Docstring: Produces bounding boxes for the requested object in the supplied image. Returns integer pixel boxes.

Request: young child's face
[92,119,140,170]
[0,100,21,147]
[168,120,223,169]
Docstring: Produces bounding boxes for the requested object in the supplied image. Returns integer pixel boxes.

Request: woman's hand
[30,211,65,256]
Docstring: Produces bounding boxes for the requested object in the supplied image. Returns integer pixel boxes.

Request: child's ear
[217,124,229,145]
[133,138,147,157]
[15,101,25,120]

· · · · ·

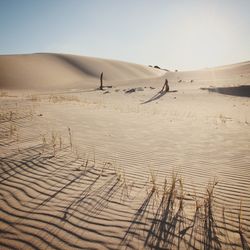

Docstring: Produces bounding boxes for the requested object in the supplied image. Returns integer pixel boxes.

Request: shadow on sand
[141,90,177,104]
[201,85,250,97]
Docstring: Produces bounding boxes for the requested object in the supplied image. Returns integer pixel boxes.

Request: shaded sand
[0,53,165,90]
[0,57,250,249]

· · · · ·

= Alıştırma =
Materyali filtrele ve içinde "child" kelimesi geçen satırların hepsini değiştirmeden yaz.

= Tam çıktı =
Request: young child's face
Request: child's ear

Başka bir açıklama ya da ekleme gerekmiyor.